Enunciado A:
Reescribe en forma de lista el párrafo del fragmento sobre De sobremesa que empieza con «Por último, cabe añadir», conservando sus datos principales.
Enunciado B:
Prosigue el fragmento sobre De sobremesa a partir de su última oración.

Para mí lo que se llama «percibir la realidad» quiere decir «no percibir toda la realidad», ver apenas una parte de ella, la despreciable, la mala, la que no me importa...29.



Por último, cabe añadir dos destacadas notas modernistas en De sobremesa: prerrafaelismo y platonismo. El primero sigue una de las tendencias temáticas del modernismo, el misticismo: en él desaparece lo morboso para volver a la infantil edad prerrafaélica. Junto con su acendrado neoplatonismo de corte stilnovista (Dante, Cavalcanti y Guinizelli son citados en De sobremesa, donde se repite el concepto de donna angelicata), contribuye a la divinización que de la mujer hace el modernismo.

El romanticismo, movimiento ya superado, muestra aquí sus huellas en diversos fragmentos aislados (e. g. v. sentimentalismo en p. 164 y paisaje romántico en p. 241, ed. cit.). Comino observa al respecto: «La trama de esta novela es romántica: la historia de un amor nunca realizado por la herencia trágica de Helena, que le viene de la rama materna. Esta trama sigue, en la superficie, los amores imposibles de María, Amalia y Clemencia»30.

Extracto de datos:
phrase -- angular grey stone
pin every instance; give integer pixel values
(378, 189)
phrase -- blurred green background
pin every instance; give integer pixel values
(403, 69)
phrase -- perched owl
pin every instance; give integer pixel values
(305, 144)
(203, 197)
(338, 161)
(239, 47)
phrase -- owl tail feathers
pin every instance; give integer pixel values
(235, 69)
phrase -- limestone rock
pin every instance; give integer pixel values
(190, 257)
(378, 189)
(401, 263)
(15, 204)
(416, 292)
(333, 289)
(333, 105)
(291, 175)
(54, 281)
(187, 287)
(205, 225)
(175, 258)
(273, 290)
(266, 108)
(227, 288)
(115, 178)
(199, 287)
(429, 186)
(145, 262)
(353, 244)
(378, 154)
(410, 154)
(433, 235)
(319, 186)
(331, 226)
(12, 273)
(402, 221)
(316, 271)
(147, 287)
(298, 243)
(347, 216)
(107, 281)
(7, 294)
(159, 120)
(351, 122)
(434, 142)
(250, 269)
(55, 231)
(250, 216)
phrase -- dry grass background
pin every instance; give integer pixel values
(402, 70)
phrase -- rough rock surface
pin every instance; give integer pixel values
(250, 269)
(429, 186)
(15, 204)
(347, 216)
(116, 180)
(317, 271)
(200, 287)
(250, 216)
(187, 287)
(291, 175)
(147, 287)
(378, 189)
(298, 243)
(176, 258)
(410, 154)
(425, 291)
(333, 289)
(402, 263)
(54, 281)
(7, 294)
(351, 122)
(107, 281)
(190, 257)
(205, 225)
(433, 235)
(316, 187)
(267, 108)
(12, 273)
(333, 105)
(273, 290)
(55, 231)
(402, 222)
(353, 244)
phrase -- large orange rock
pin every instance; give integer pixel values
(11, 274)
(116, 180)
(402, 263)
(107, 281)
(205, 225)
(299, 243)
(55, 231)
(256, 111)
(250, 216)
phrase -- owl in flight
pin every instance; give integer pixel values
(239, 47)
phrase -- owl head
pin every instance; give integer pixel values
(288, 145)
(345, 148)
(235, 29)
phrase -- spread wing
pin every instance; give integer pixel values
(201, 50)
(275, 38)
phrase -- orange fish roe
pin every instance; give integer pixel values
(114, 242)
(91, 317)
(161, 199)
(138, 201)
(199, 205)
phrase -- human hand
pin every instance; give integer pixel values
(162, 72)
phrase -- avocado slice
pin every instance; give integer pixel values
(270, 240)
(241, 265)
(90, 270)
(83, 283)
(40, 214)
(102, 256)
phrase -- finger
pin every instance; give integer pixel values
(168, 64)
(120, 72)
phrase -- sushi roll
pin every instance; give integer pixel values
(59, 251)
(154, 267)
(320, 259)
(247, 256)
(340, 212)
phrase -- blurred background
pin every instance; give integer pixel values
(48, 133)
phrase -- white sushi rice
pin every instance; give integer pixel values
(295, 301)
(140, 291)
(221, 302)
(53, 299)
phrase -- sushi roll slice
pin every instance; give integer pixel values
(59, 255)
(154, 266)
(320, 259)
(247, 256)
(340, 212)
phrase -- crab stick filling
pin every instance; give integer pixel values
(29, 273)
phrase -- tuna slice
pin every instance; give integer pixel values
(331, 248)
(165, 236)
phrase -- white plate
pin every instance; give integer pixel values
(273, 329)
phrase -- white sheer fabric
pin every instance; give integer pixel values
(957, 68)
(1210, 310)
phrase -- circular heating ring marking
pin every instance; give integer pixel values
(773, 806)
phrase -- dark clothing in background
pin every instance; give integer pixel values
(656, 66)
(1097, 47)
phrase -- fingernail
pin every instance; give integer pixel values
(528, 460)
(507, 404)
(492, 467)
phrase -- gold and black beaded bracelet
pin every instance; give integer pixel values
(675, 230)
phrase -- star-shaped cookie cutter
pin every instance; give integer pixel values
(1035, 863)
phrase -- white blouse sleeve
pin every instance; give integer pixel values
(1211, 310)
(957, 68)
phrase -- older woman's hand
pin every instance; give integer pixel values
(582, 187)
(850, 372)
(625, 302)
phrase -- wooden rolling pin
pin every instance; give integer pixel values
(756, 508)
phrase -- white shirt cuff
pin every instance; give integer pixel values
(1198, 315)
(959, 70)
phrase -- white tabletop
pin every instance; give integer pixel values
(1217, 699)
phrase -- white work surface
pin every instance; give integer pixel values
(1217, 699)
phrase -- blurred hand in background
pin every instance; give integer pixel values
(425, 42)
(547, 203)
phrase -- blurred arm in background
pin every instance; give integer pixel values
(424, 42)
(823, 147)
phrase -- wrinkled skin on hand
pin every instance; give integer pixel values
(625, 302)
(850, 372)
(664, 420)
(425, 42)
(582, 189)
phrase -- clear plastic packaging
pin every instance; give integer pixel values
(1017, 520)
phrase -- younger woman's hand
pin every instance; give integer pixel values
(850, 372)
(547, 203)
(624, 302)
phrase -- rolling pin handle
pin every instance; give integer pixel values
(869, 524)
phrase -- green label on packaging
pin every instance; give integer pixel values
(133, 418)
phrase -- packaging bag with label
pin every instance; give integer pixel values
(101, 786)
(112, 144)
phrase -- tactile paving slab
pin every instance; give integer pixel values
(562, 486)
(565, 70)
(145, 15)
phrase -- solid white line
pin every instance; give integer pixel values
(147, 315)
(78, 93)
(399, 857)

Respuesta del ejercicio A:
- De sobremesa tiene dos notas modernistas destacadas: el prerrafaelismo y el platonismo.
- El prerrafaelismo sigue la tendencia mística del modernismo: desaparece lo morboso y se vuelve a la infantil edad prerrafaélica.
- El neoplatonismo es de corte stilnovista: se cita a Dante, Cavalcanti y Guinizelli, y se repite el concepto de donna angelicata.
- Ambos contribuyen a la divinización modernista de la mujer.

Respuesta del ejercicio B:
El naturalismo es un movimiento a menudo criticado con bastante acidez. Pero ya Henríquez Ureña afirma al respecto, en Breve historia del modernismo, que el pretendido antagonismo entre naturalismo y modernismo no es válido, pues «en el movimiento modernista cabían todas las tendencias, con tal de que el lenguaje estuviera trabajado con arte, que es por excelencia, el rasgo distintivo del modernismo»31. En la obra que nos ocupa se observa también esa ambigüedad, ya que se ataca a ese movimiento pero se aprovechan constantemente sus recursos, y son muy frecuentes las descripciones naturalistas; e. g. «Eran unos ojos azules, penetrantes, demasiado penetrantes, cuyas miradas se posaron en mí como las de un médico en el cuerpo de un leproso corroído por las úlceras»32. Es frecuente también la descripción científica de las enfermedades del protagonista, así como la recurrencia al positivismo y al determinismo, por el que explica el carácter contradictorio del protagonista, con su doble tendencia a la espiritualidad y a la depravación, a la frialdad pensativa de los Fernández y al sensualismo gozador de los Andrade.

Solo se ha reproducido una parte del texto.